**Task requirements**
Which lines of the entries below contain the word "building"? Find each one and copy it out in full, treating uppercase and lowercase as different.

**** Data provided

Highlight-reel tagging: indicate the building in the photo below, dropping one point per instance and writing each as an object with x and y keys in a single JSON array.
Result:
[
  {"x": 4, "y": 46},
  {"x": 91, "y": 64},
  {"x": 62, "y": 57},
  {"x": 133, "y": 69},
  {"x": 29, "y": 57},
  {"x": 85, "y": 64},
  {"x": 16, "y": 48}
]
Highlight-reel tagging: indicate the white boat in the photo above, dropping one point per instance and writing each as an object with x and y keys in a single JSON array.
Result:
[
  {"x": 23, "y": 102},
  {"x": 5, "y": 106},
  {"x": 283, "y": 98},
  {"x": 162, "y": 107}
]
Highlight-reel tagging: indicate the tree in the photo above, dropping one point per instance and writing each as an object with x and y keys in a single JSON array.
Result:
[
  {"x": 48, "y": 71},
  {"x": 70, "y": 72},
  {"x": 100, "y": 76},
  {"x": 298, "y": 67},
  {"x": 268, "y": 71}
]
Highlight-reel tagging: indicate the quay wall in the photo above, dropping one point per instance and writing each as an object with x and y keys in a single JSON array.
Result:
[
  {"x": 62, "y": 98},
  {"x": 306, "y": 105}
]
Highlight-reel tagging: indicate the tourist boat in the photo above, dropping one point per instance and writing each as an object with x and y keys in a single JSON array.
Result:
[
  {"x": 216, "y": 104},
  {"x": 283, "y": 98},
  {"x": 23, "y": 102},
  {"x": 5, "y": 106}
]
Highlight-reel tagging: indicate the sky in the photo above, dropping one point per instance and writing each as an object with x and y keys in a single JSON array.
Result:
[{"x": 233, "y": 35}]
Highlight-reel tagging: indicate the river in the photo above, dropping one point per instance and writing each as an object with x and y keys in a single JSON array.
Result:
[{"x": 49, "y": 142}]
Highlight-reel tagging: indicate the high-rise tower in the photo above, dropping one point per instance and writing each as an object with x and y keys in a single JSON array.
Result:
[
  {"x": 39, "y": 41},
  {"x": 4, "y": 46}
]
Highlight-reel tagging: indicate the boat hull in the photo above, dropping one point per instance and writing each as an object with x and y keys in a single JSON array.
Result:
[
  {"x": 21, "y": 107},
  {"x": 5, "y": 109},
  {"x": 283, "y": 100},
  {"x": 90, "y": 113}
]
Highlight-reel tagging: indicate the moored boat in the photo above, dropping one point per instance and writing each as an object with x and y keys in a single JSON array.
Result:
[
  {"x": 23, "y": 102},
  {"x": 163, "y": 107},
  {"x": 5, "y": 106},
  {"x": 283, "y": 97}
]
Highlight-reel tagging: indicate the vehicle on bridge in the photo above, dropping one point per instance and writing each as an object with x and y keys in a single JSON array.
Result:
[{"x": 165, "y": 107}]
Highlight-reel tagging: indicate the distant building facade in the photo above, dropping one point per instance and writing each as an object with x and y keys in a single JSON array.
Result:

********
**** Data provided

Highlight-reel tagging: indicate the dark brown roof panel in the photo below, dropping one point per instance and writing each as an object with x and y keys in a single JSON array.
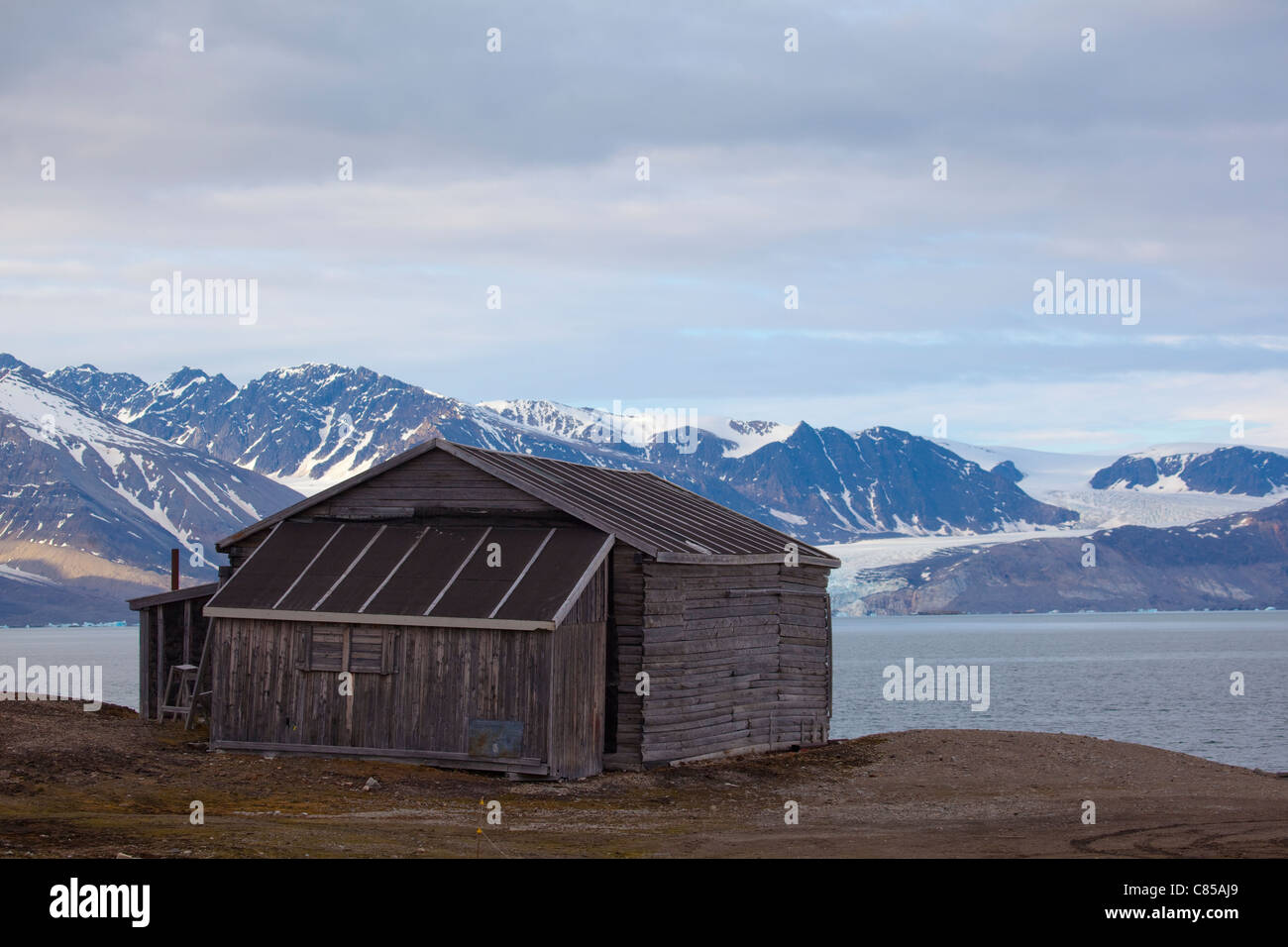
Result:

********

**Exercise output**
Highlight-reel tagging: indicate the building in the photo below, dropping one point per instance and writing each as an object with x and y keys in a single JSON array.
Highlight-reel tagging: indicate the distant building facade in the photo above, dropping one point per instance and writing each as an object with x and y keys in a single JSON array.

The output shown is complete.